## Work item
Skip the images and restate every line of the records exactly.

## Data records

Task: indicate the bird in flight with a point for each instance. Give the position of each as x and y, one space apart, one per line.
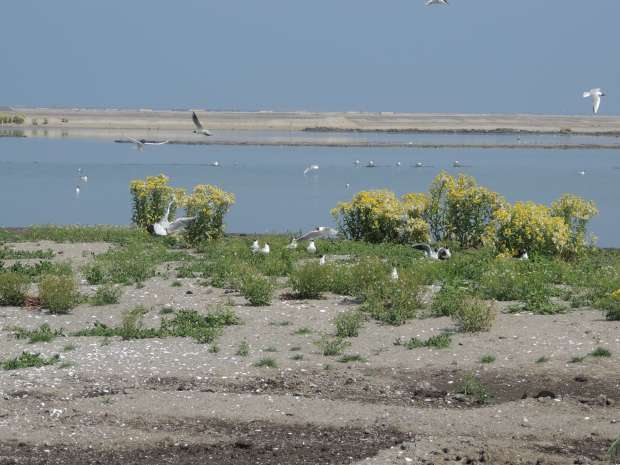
200 129
141 143
596 95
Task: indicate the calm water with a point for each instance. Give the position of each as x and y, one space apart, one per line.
38 179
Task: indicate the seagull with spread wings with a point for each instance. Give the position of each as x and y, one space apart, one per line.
200 129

## Your solution
Task: indicate the bird in flight with a point for each instance. Give the position of each as x and y, one space apart, one per line.
200 129
141 143
596 95
Task: indicate the calm water with a point for each instance. Give the position of each as x and y, one space apart, one per line.
38 179
Task: indicate the seagull with spread wings with a point for each instance. Give the position of each as x and y, one space apart, one per line.
200 129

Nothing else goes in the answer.